▶ TASK INSTRUCTIONS
In the data from the line containing "the antelope head" to the line containing "x=496 y=235", switch "blurred background" to "out-of-focus background" and leave all else as it is. Give back only those lines.

BEGIN DATA PROVIDED

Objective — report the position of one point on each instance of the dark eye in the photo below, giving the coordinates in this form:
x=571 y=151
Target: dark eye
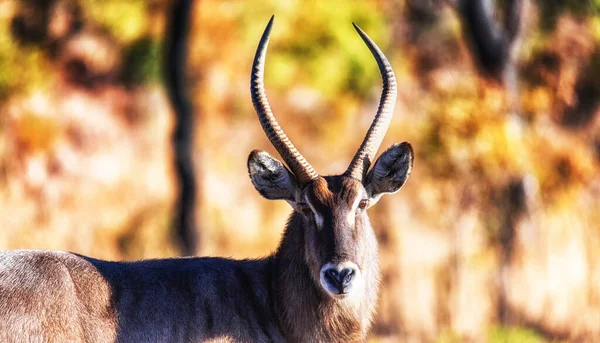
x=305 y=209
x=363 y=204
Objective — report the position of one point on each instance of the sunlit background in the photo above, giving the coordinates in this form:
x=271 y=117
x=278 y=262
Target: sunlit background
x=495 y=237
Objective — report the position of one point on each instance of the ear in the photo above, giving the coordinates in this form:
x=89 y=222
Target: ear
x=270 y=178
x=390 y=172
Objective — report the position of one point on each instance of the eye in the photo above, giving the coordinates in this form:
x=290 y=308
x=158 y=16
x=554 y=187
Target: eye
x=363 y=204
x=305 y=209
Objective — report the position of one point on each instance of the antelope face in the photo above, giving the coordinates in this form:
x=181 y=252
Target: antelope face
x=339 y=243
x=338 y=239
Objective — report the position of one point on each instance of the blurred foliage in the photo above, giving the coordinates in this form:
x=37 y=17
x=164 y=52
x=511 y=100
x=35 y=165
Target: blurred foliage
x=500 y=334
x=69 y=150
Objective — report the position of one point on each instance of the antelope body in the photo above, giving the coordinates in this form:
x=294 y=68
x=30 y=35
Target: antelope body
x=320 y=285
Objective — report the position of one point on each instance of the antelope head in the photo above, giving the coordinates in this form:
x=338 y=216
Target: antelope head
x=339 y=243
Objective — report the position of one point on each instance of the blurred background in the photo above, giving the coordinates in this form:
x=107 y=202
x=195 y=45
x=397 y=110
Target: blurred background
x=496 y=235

END DATA PROVIDED
BEGIN DATA PROVIDED

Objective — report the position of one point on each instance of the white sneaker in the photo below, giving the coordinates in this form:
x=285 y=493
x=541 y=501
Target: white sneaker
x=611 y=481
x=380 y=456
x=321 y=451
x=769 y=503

END DATA PROVIDED
BEGIN DATA PROVIDED

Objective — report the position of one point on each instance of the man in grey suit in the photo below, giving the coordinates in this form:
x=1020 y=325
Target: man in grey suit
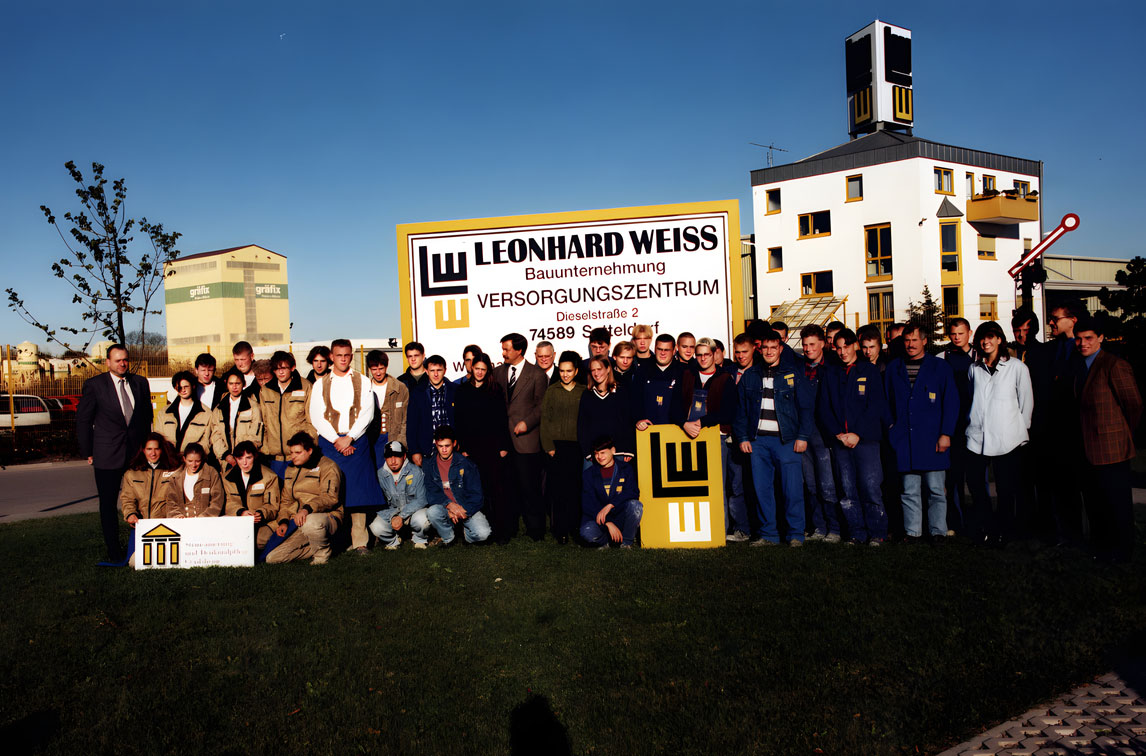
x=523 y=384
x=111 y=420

END DATA PROVIDED

▶ RESPONSE TO THIS EXERCISE
Objective — report the position of one point on each instance of the antelope head in the photo above, giving the coordinates in this form:
x=338 y=216
Target: antelope head
x=339 y=243
Objective — report the position of one point on each instance of the out-of-focus background in the photo above, giving the coordinates in this form:
x=107 y=202
x=195 y=45
x=397 y=110
Target: out-of-focus background
x=496 y=235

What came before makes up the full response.